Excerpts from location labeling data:
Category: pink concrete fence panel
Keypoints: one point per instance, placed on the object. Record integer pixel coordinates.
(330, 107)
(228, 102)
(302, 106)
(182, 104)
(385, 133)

The problem:
Copy out every line of the records above without changing anything.

Output of the task:
Category: pink concrete fence panel
Keypoints: one point per instance, placed on the object. Record integer pixel coordinates.
(330, 107)
(228, 102)
(302, 106)
(182, 104)
(385, 133)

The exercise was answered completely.